Data lines

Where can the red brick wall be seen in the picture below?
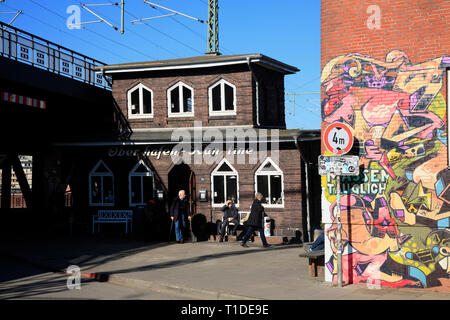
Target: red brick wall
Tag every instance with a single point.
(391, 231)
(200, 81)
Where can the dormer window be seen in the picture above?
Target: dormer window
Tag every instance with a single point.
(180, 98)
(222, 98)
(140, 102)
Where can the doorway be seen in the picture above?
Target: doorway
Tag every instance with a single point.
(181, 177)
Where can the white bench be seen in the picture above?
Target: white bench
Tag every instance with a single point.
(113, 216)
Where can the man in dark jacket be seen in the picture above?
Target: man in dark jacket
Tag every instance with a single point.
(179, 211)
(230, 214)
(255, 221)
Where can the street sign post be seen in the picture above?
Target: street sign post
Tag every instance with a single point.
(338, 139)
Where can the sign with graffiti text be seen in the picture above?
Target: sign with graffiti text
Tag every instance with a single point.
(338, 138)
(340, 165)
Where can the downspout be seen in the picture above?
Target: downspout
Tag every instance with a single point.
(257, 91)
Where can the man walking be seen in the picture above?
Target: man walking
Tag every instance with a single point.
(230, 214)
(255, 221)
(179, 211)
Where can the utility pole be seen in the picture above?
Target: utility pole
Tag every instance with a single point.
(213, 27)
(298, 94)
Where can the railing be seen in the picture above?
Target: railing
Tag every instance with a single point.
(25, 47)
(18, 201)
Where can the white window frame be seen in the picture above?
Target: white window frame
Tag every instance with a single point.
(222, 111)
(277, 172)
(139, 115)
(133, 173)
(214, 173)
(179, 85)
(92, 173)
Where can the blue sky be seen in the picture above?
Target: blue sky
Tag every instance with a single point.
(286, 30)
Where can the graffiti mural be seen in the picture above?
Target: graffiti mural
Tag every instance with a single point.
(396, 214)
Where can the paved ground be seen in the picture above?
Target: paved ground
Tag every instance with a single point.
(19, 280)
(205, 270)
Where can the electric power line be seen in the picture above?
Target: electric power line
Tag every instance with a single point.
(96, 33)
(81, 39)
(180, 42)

Description of the task
Repeat each entry exactly as it appears; skip any picture.

Final result
Where can the red brick wall be seen in the picture below?
Target: red brick wall
Tag every instance with a single point.
(391, 231)
(200, 81)
Where can the dormer window be seen in the picture above?
Target: dormer window
Tag every instance with a single point.
(180, 98)
(222, 98)
(140, 102)
Where can the doorway be seen in the picture above?
Target: doorway
Tag every instance with a single point.
(181, 177)
Where can the white bench be seen in the picture above?
Target: white bench
Tag every instance with a single point.
(113, 216)
Where can the man in dark jacket be seen in the picture above?
Target: man in dark jacket
Tag every instance with a single point.
(179, 211)
(230, 214)
(255, 221)
Where can the street sign post be seen in the picture above?
Target: street sign post
Tag every instance with a single point.
(338, 139)
Where can the sign with graffiti text be seen in the picture above?
Target: sign with graffiti text
Tag every instance with a single point.
(338, 138)
(340, 165)
Where can the downspout be seen in the picture above?
Target: downspout
Tag every instance with a single point.
(257, 91)
Where can the man walking be seen in the picture above?
Target: man walking
Tag every instance with a single point.
(230, 214)
(255, 221)
(179, 211)
Where can the utility pole be seen in the picture above?
Target: utility pole
Tag every instance with a single point.
(213, 27)
(298, 94)
Where can the railing be seen in the picture above?
Target: railing
Tag every instance with a single point.
(25, 47)
(18, 201)
Where can the white window frame be seen in the picture above?
Target: white window frame
Tag every instance with a single point.
(222, 111)
(277, 172)
(139, 115)
(133, 173)
(214, 173)
(179, 85)
(92, 173)
Where can the blue sky be seen in the picture above?
Target: blue sky
Tag every instance with a single point.
(286, 30)
Where can the graffiti mural be seen in the picture above?
Target: graffiti mural
Tag every instance with a single point.
(396, 214)
Where can the paved ground be seen in the picture above?
Target: paved ground
Tag every instance with a single point.
(19, 280)
(205, 270)
Where can the electric power line be seen in the picture above?
Target: electric power line
Tag every instance with a single point.
(96, 33)
(81, 39)
(180, 42)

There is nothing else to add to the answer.